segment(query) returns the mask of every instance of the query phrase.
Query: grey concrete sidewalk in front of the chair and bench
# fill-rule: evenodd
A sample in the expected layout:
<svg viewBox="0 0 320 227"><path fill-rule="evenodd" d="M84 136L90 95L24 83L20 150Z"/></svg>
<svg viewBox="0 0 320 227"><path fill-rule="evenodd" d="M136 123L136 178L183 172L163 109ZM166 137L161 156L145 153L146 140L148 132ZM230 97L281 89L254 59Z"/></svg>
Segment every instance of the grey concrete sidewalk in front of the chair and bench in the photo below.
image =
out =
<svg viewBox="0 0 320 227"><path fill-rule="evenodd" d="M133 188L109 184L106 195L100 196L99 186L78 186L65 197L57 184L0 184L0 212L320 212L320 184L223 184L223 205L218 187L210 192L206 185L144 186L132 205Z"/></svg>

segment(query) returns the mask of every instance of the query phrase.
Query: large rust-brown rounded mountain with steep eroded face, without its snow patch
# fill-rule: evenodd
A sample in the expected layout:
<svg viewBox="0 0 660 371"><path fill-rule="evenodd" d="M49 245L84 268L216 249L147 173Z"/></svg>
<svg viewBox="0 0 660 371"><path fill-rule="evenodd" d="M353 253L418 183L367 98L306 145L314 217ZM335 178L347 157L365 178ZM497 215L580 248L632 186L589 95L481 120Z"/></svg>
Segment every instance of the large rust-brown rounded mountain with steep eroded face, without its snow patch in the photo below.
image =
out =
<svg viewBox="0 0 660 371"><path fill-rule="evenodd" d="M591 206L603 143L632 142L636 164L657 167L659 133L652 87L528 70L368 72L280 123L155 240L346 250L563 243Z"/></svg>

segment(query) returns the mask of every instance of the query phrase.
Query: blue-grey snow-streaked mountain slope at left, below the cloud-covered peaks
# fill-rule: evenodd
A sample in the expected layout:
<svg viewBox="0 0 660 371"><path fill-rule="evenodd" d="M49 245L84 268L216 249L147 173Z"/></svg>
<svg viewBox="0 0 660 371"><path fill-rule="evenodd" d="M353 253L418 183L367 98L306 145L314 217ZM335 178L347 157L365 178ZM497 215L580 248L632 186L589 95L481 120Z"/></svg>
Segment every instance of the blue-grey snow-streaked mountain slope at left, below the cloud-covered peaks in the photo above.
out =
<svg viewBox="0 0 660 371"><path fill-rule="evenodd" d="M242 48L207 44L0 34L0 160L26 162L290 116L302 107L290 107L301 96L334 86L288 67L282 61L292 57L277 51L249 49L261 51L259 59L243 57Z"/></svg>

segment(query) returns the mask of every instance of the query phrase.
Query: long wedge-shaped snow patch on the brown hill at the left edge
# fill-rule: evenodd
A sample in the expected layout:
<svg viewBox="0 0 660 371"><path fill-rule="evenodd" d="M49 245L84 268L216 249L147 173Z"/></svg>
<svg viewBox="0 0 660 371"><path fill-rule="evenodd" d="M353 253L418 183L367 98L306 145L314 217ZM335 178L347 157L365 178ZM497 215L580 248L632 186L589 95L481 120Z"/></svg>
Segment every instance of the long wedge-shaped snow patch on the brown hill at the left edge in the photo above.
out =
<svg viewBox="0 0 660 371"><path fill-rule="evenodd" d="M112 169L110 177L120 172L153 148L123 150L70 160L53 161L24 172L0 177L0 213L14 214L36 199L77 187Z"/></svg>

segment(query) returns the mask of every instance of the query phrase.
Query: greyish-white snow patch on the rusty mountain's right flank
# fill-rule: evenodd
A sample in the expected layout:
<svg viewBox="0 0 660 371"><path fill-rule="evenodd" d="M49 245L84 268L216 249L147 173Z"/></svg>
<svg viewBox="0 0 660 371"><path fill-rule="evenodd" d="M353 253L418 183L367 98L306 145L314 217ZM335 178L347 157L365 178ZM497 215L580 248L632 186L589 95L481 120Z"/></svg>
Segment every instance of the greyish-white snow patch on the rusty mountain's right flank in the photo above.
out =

[REQUIRED WORK] If a line of the data includes the word "with", it counts; give how many lines do, as a bare number.

[EXERCISE ANSWER] 2